TASK DESCRIPTION:
Reproduce word for word the part of the transcript below that runs from "K: With permission" up to and including "way to communicate.".

::: DOCUMENT :::

K: With permission though, but the time is happening in the episode, it was expressly, like they actually made it a point to make that very explicit.
E: But do you think that people will still get the message that it is the disabled person talking.
K: I do, I will say that you do need in this particular instance, and in this particular instance only to be a little bit more optimistic, and only because
when you’re speaking a foreign language and you have an interpreter, which I mean, it’s analogous to this. It’s common knowledge to say exactly what’s being said, and not to paraphrase. I think that isn’t going to go over any as many people’s heads you think, even if it’s not a foreign language, it’s just the fact that they’re using another way to communicate.
E: Actually, you make a point now that I think about it because I’m imagining, and I can’t think of a specific example, but all the movies and TV shows that
do a bit where … Oh, perfect one, My big fat Greek wedding. So, in My big fat Greek wedding, Ian who is not Greek but it’s marrying into a Greek family is told what to say, and he’s told what it means in Greek, but he’s being lied to. He says something and it turns out to be completely the wrong thing. I guess it’s sort of analogous to that like, where miscommunication is used for humor or language differences are used for humor, or when someone’s interpreting for someone in a movie and the person is saying in one language, “I hate this person and they’re terrible, they suck.” And then the interpreter goes, “Oh, they really like you”.
K: Well, they made that joke actually. They did that exact joke in the episode. But I think your point is it’s important to realize for the viewers that it is in
fact the joke and that’s not exactly how you should behave if you are in the situation, where if you’re in that situation, real life where you’re faced with somebody who’s using a speech interpreter or whatever the proper wording for that is.
E: I mean that’s going to be my biggest concern throughout, but also I’m coming at this from my activist lens. I mean, should I just be relaxing and
looking at this as entertainment?

::: SUPPLIED MATERIAL :::

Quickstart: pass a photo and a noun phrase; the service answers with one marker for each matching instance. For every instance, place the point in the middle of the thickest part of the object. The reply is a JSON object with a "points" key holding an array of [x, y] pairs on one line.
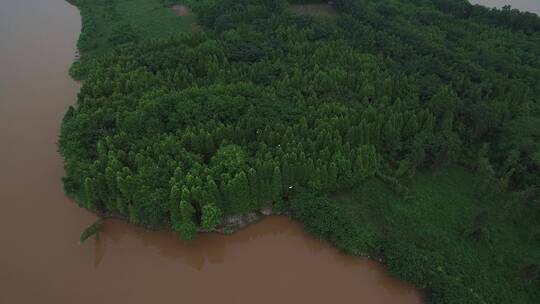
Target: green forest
{"points": [[406, 130]]}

:::

FINISHED ANSWER:
K: With permission though, but the time is happening in the episode, it was expressly, like they actually made it a point to make that very explicit.
E: But do you think that people will still get the message that it is the disabled person talking.
K: I do, I will say that you do need in this particular instance, and in this particular instance only to be a little bit more optimistic, and only because
when you’re speaking a foreign language and you have an interpreter, which I mean, it’s analogous to this. It’s common knowledge to say exactly what’s being said, and not to paraphrase. I think that isn’t going to go over any as many people’s heads you think, even if it’s not a foreign language, it’s just the fact that they’re using another way to communicate.